Study material –
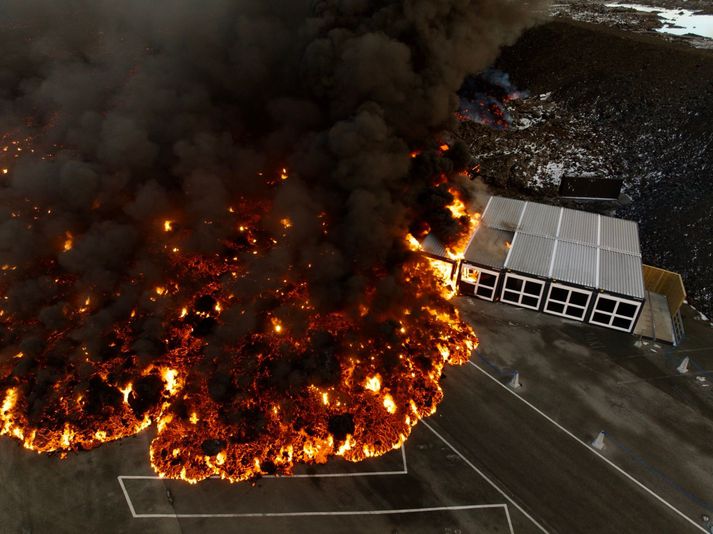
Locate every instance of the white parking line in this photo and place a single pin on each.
(332, 513)
(484, 476)
(592, 450)
(456, 508)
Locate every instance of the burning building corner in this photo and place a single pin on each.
(572, 264)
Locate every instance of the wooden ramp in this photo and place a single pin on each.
(655, 321)
(665, 294)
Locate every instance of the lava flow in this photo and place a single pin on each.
(205, 224)
(351, 385)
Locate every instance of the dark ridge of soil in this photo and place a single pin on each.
(658, 97)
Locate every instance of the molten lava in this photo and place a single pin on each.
(302, 386)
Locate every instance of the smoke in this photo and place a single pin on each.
(119, 116)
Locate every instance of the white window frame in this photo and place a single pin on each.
(567, 304)
(613, 315)
(476, 285)
(522, 293)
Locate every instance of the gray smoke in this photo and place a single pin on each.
(142, 111)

Your task – When you reach an image, pass over it, and retype all other material exactly.

Reply –
Locate every instance of the white parking line in this photo and place a single pin on each.
(332, 513)
(484, 476)
(592, 450)
(456, 508)
Locate every instance of the burning building corner in this photo and place a single pin on each.
(572, 264)
Locate every instance of the wooden ramp in this photo and place a single pin on each.
(655, 321)
(665, 294)
Locate every instance of the lava flow in this photo and place a single pin on each.
(205, 224)
(351, 385)
Locate every instance of the dark ridge of soil in this photo and place a single pin on each.
(658, 97)
Locate every instance of the molten lava in this photo and place a single pin on each.
(302, 386)
Locate every instance of the smoke in this photo and place a single pin on each.
(119, 116)
Locate every instance of the white window frame in this photo and place a single pin on each.
(567, 304)
(613, 315)
(476, 285)
(522, 293)
Locate every instance of the gray smoke in this photo and place a single pin on each.
(142, 111)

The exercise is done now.